**WORK TO COMPLETE:**
The required result is the exact run of lines beginning at the one containing "TARGET: chair leg" and ending at the last line of the entries.

**DATA SUPPLIED:**
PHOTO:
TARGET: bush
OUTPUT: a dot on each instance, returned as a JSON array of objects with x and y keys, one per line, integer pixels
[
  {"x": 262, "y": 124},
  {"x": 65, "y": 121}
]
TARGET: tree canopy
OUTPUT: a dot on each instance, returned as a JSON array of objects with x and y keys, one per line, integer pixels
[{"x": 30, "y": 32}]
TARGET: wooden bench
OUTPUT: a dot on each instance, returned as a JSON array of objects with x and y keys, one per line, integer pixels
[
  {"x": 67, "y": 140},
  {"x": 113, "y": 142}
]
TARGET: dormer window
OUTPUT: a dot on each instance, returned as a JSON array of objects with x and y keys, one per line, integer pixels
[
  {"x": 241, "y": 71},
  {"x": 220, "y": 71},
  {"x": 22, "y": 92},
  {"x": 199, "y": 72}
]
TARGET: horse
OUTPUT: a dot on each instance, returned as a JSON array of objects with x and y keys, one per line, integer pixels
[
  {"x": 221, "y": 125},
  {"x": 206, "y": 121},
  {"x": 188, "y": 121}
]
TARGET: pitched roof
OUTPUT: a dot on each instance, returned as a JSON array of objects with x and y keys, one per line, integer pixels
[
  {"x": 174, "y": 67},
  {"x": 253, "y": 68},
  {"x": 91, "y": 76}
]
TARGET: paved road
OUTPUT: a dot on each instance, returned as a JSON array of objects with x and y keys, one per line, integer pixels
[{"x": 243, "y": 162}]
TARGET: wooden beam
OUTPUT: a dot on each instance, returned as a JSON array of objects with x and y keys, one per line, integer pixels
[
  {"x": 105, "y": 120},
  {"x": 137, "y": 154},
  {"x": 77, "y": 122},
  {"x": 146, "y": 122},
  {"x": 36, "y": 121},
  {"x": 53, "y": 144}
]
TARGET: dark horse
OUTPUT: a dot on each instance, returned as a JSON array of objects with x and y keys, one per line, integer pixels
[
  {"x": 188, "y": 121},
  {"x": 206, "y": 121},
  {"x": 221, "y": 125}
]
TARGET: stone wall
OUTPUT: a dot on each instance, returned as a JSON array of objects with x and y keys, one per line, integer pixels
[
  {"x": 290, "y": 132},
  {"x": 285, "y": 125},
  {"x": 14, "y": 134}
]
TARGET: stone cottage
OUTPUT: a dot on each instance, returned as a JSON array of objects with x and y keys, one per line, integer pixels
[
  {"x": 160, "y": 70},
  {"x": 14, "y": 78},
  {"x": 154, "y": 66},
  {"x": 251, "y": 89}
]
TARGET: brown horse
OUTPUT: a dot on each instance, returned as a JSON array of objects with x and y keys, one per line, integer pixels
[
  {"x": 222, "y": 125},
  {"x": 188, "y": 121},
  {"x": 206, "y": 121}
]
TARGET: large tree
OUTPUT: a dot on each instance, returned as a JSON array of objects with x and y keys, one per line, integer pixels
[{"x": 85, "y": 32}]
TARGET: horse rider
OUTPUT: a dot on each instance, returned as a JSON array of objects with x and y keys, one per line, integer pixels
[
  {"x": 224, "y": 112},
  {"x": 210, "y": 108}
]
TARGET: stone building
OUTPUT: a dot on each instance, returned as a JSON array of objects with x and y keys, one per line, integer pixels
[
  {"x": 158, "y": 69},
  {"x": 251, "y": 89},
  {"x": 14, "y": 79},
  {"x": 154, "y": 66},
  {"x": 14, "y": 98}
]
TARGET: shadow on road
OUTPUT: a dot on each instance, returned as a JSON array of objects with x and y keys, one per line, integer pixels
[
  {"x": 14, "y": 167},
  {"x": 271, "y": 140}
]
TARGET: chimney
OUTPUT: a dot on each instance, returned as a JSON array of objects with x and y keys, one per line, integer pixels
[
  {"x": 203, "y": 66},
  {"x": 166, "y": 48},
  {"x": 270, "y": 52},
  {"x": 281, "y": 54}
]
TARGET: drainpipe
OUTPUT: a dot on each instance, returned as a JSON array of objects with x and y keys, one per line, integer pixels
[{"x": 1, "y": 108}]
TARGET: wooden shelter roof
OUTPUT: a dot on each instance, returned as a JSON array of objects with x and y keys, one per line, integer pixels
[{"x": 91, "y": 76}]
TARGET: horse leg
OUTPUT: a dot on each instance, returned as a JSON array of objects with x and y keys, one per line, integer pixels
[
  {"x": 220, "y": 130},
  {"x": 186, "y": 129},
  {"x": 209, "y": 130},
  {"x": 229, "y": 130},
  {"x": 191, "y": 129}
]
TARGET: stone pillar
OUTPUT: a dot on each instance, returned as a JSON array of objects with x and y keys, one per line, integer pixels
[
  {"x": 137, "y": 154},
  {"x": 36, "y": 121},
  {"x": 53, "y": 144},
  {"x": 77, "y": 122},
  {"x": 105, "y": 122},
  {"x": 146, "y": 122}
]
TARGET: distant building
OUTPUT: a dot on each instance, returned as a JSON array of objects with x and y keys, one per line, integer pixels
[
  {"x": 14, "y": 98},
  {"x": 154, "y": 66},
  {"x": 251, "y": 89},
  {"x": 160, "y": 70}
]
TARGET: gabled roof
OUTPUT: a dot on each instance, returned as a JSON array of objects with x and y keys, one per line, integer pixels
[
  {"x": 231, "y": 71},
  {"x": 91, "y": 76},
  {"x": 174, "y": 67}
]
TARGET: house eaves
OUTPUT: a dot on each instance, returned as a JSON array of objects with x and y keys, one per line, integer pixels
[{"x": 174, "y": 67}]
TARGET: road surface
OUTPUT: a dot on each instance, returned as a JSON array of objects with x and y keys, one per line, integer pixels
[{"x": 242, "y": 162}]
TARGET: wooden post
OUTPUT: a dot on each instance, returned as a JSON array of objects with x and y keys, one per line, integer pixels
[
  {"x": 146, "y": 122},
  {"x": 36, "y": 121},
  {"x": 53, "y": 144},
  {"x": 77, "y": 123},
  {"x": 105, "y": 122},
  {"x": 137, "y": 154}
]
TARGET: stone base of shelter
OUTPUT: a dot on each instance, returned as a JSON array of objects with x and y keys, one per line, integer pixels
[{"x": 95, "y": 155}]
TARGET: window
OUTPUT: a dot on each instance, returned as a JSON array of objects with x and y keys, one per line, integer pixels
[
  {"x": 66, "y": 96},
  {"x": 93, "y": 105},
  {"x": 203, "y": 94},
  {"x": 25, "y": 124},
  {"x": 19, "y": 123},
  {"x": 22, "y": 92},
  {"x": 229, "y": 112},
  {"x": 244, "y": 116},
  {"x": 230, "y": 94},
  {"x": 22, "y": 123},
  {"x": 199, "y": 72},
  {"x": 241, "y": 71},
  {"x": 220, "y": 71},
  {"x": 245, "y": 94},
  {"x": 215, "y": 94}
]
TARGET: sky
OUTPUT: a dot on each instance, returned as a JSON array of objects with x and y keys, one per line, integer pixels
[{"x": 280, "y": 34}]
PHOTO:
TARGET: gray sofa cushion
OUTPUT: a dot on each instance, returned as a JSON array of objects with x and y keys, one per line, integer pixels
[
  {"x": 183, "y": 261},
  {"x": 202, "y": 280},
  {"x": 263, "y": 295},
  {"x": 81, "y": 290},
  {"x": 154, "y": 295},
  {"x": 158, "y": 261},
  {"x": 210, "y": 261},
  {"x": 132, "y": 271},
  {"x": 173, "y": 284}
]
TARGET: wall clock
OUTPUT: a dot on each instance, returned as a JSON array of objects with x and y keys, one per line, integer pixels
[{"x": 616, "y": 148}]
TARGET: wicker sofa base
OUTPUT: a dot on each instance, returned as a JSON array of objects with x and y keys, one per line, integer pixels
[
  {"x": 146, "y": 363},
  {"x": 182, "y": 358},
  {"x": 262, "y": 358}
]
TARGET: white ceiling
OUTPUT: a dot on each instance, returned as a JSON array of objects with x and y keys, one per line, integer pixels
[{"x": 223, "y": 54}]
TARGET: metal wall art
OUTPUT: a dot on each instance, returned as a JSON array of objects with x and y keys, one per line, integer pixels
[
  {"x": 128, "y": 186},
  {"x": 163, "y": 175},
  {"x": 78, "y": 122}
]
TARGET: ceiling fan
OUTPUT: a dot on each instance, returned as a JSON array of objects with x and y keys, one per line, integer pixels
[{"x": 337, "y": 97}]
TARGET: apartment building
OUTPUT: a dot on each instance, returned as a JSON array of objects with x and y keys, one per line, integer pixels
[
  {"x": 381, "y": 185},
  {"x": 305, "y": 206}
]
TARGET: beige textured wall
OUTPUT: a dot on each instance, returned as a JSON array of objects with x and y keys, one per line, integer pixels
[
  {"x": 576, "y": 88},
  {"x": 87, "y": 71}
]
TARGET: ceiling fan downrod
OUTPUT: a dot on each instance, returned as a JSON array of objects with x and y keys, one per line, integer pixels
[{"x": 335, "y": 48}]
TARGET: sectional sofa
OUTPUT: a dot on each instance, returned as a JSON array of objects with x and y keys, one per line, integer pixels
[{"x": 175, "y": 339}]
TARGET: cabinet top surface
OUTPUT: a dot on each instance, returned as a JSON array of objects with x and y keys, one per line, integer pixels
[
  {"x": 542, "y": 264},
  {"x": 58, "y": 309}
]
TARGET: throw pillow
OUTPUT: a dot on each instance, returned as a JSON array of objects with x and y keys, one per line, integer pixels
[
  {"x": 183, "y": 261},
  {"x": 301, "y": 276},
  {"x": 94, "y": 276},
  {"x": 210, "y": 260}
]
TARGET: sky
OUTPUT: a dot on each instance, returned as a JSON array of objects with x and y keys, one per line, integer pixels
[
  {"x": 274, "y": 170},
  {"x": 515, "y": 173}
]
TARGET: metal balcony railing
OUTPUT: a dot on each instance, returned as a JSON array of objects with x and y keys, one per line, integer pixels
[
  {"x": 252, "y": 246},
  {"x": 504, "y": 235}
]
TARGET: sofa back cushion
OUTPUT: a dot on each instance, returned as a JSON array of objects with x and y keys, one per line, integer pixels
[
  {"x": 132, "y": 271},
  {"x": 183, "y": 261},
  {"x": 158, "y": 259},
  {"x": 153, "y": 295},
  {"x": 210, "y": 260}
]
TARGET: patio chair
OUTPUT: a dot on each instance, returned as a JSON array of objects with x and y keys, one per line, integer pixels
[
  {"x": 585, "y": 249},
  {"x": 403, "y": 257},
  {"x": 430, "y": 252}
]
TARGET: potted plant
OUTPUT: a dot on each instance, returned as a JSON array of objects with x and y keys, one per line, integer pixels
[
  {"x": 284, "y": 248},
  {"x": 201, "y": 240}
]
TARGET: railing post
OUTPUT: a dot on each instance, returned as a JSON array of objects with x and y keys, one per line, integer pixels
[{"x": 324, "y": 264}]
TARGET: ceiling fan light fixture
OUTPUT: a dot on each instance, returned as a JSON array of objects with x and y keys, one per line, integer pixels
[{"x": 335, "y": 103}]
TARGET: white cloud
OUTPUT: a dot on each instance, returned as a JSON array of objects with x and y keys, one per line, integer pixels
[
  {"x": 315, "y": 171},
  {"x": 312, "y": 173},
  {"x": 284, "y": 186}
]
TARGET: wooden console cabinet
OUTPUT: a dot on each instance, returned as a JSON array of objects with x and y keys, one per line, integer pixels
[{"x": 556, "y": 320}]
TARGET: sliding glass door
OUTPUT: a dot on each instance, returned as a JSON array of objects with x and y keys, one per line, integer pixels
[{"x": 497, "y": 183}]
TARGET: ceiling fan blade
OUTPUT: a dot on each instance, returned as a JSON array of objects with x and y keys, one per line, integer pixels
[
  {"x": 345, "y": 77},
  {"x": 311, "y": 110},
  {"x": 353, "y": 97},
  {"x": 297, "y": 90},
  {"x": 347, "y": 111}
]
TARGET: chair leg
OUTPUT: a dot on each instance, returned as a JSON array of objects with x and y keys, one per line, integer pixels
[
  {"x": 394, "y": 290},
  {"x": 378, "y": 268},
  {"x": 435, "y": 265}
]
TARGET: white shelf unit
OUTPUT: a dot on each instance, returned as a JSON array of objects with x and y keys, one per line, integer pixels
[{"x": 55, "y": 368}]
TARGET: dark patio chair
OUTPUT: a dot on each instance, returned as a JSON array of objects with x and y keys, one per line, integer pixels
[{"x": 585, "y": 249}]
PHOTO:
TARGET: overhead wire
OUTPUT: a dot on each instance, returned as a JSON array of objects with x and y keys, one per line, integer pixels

**PROBLEM SOLUTION:**
TARGET: chair leg
OUTPUT: a dot on each instance, returned as a JSON array of objects with x and y keys, one per line, integer pixels
[
  {"x": 394, "y": 290},
  {"x": 378, "y": 268},
  {"x": 435, "y": 265}
]
TARGET: white shelf unit
OUTPUT: a dot on each instance, returned as a JSON array of objects with x and y keys, one per line, integer pixels
[{"x": 55, "y": 368}]
TARGET: dark patio chair
OUTPUT: a dot on each instance, returned as a JSON array of objects with x and y keys, one per line, integer pixels
[{"x": 585, "y": 249}]
PHOTO:
TARGET: overhead wire
OUTPUT: a dot on each instance, returned as a JSON array of objects with x and y keys, one per line, integer pixels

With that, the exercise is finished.